■ The exercise:
Find the line containing "In the photo above, where can the poster". Reproduce it and every line after it up to the end of the records, exactly as written.

■ Dataset content:

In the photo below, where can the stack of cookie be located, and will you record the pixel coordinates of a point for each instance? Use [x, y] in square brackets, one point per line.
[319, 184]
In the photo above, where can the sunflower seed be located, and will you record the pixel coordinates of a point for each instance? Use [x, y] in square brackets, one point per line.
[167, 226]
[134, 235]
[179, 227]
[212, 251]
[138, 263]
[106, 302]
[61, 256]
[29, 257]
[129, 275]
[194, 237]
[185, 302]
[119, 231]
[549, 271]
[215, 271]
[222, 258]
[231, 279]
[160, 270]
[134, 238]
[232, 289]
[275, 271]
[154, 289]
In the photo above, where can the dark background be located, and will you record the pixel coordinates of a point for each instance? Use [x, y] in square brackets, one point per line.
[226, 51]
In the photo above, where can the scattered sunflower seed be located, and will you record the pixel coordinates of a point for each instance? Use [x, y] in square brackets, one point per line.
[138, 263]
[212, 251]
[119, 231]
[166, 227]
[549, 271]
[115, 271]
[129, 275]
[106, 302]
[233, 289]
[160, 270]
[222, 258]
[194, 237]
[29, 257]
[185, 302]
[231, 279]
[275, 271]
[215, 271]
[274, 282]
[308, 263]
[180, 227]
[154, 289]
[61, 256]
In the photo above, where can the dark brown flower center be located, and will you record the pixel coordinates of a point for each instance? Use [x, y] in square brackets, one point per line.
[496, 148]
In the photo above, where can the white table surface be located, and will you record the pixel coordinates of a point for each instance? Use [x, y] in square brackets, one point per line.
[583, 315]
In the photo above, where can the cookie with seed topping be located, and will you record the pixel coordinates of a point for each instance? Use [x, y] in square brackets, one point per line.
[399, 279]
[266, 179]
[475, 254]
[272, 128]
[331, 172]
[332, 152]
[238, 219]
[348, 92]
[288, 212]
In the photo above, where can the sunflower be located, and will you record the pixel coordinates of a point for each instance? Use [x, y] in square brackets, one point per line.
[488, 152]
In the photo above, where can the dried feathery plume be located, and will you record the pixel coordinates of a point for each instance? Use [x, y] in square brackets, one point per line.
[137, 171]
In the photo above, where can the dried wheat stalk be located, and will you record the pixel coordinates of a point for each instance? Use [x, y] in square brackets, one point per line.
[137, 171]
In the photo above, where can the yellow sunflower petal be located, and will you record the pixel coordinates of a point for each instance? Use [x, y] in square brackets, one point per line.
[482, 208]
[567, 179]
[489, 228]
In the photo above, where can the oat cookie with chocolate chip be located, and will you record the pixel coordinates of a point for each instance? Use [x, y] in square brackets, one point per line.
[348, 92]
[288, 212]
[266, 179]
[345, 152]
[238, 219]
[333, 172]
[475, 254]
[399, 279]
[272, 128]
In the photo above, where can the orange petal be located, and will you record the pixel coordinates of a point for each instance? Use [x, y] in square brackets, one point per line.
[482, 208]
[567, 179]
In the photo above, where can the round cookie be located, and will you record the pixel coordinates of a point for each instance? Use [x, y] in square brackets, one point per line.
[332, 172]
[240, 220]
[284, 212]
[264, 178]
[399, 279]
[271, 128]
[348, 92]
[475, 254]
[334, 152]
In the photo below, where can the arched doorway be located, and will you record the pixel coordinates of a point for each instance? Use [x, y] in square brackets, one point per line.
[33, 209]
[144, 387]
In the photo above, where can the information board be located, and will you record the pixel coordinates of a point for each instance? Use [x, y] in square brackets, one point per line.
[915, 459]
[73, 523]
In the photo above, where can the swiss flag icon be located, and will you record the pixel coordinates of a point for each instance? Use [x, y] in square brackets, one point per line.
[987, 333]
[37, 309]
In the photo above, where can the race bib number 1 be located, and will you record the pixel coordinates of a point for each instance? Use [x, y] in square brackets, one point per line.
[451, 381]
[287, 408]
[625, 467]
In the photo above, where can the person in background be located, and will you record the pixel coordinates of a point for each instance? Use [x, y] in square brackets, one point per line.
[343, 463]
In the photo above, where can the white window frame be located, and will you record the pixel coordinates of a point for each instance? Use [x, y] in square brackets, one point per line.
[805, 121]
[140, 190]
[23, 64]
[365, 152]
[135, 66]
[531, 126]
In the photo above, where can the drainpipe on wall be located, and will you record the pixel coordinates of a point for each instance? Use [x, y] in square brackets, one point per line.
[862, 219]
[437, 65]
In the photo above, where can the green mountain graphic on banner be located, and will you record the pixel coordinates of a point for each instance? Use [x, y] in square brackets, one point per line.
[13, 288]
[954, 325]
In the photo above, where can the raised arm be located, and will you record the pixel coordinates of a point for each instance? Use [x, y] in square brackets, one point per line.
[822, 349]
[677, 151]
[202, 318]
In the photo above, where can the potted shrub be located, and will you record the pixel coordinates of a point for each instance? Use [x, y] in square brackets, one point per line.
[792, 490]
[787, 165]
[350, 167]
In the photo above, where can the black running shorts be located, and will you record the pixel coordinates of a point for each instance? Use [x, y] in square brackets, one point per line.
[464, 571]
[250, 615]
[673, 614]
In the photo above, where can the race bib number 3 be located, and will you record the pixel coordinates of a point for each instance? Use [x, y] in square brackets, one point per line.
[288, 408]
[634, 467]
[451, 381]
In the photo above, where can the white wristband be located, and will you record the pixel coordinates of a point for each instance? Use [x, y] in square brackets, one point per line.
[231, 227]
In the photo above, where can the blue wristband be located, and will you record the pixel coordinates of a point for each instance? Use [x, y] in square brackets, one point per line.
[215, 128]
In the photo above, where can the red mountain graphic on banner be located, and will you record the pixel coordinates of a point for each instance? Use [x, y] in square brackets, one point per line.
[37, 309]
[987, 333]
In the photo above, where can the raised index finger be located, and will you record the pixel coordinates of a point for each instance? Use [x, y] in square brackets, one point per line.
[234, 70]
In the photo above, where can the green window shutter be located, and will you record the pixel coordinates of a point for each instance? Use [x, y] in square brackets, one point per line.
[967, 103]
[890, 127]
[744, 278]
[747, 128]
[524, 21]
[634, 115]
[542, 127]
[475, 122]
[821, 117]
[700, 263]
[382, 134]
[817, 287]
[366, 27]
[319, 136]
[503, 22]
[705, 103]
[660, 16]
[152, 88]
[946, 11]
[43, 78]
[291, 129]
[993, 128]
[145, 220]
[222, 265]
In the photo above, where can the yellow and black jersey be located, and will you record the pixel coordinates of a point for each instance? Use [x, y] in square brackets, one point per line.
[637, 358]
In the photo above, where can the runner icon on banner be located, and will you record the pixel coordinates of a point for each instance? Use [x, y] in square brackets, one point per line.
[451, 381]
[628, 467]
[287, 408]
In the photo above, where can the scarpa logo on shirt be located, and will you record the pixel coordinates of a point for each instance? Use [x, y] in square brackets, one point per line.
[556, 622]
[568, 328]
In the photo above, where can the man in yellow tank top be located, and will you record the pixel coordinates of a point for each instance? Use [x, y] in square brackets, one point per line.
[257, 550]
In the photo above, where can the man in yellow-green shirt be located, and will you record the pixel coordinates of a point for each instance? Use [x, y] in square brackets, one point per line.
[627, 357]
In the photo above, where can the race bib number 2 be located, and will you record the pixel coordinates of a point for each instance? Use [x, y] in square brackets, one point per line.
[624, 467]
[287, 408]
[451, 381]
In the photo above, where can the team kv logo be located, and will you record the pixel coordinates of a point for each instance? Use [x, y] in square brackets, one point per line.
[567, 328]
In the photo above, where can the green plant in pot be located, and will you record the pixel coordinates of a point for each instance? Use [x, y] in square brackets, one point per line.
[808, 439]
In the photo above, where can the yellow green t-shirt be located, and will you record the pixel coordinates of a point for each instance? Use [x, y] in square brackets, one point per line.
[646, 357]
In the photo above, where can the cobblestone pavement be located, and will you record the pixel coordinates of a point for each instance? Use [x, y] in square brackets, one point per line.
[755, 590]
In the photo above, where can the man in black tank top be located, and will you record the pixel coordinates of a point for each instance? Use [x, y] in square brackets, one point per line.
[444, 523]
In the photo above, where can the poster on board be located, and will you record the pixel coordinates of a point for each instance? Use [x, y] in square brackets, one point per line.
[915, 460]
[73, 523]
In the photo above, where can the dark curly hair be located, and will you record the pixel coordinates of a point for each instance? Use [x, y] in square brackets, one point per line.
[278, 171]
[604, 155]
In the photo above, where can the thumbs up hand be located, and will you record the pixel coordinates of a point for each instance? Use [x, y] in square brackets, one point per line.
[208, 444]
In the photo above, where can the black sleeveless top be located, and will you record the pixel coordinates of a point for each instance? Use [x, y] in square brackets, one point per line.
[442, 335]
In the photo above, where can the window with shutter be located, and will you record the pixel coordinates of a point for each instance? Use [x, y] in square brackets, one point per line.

■ Output of the exercise:
In the photo above, where can the poster on board be located, and will you record the pixel coordinates of a point for each instance? Use [x, y] in square brackets, one point per line.
[915, 460]
[73, 523]
In the photo above, where can the dark curly hair be located, and will you record the pixel coordinates of a point for each instance? Use [x, y] in square brackets, one point per line.
[278, 171]
[604, 155]
In the photo above, where can the thumbs up hand be located, and will you record the pixel coordinates of a point for each instance? Use [x, y] in square brackets, one point per line.
[208, 444]
In the photo above, where can the black sleeveless top be located, and will you record the pixel coordinates of a point for each instance? Use [x, y] in square brackets, one point per line.
[442, 335]
In the photo above, where can the window with shutter be located, and will you record the pixel coordinates of a point for each instance? Use [x, y] in square brackets, one point per line.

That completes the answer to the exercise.